▶ _Task to complete_: Turn every line of the material below into a JSON array of strings, one string per line, leaving out any blank lines.

▶ _Material for the task_:
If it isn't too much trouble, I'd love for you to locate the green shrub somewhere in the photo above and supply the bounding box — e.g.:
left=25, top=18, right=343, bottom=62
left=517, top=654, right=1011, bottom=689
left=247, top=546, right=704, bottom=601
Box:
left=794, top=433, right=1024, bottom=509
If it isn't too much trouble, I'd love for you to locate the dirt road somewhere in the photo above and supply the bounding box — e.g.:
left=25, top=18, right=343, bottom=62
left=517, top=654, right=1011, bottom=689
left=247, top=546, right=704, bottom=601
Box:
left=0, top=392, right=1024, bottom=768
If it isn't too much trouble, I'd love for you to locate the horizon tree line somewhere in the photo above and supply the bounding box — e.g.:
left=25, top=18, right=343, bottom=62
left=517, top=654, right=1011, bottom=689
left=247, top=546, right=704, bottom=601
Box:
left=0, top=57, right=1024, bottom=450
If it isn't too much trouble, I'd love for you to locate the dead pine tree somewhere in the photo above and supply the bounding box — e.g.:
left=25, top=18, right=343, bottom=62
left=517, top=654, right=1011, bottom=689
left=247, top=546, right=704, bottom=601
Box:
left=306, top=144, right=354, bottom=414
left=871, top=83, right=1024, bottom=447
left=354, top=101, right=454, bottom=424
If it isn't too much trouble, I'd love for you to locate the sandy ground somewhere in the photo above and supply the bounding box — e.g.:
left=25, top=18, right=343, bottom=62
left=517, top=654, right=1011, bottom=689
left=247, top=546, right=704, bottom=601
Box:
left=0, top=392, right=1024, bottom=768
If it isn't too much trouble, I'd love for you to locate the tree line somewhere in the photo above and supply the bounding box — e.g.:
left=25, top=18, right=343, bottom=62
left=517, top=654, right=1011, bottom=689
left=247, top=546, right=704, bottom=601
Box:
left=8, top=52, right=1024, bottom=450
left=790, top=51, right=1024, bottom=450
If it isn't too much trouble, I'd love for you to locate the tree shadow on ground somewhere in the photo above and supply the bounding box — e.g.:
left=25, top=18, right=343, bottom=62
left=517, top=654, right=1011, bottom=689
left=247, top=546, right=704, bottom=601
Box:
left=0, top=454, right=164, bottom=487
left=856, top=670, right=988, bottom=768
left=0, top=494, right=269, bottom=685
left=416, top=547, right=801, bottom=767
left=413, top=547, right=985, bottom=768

▶ _Exercise output_:
[
  "If it isn't too much trouble, I'd love for you to locate the green shrub somewhere in the photo above and supply the bounding box — e.g.:",
  "left=25, top=18, right=343, bottom=62",
  "left=517, top=654, right=1011, bottom=689",
  "left=247, top=546, right=704, bottom=601",
  "Box:",
  "left=794, top=433, right=1024, bottom=509",
  "If it isn't too much trouble, I'd love for you to locate the dirt road somewhere in the photo above and supply the bounding box — e.g.:",
  "left=25, top=18, right=343, bottom=62",
  "left=517, top=654, right=1011, bottom=689",
  "left=247, top=546, right=704, bottom=601",
  "Box:",
  "left=0, top=392, right=1024, bottom=768",
  "If it isn't too much trouble, I'd love for you to locate the horizon tree line somewhere in the photo above and supply the bounding box — e.g.:",
  "left=25, top=18, right=343, bottom=62",
  "left=517, top=654, right=1011, bottom=689",
  "left=247, top=546, right=704, bottom=601",
  "Box:",
  "left=0, top=57, right=1024, bottom=450",
  "If it isn't too much trouble, I'd love for you to locate the dead pine tree somewhere in the photo above and supply the bounding box — e.g.:",
  "left=25, top=18, right=343, bottom=62",
  "left=517, top=654, right=1011, bottom=689",
  "left=247, top=546, right=704, bottom=601",
  "Box:",
  "left=306, top=144, right=354, bottom=414",
  "left=871, top=83, right=1024, bottom=447",
  "left=354, top=101, right=454, bottom=424",
  "If it isn't too much trouble, I'd love for you to locate the sandy ground somewhere in the photo above and supply the bounding box — e.g.:",
  "left=25, top=18, right=343, bottom=62",
  "left=517, top=654, right=1011, bottom=689",
  "left=247, top=546, right=704, bottom=601",
  "Box:",
  "left=0, top=392, right=1024, bottom=768",
  "If it isn't too much trouble, I'd love for you to locate the tree line somewhere in the photo above and supply the bounding box — e.g.:",
  "left=25, top=18, right=343, bottom=62",
  "left=517, top=654, right=1011, bottom=689",
  "left=247, top=546, right=704, bottom=601",
  "Box:",
  "left=8, top=52, right=1024, bottom=450",
  "left=790, top=51, right=1024, bottom=450",
  "If it isn't too much trouble, I'd love for you to locate the tree shadow on ground somewhere in the photo above and supply the bounding box — e.g.:",
  "left=25, top=18, right=343, bottom=62",
  "left=517, top=654, right=1011, bottom=689",
  "left=247, top=546, right=704, bottom=601",
  "Box:",
  "left=0, top=454, right=164, bottom=487",
  "left=856, top=670, right=988, bottom=768",
  "left=0, top=494, right=269, bottom=685",
  "left=416, top=547, right=801, bottom=767",
  "left=413, top=547, right=985, bottom=768"
]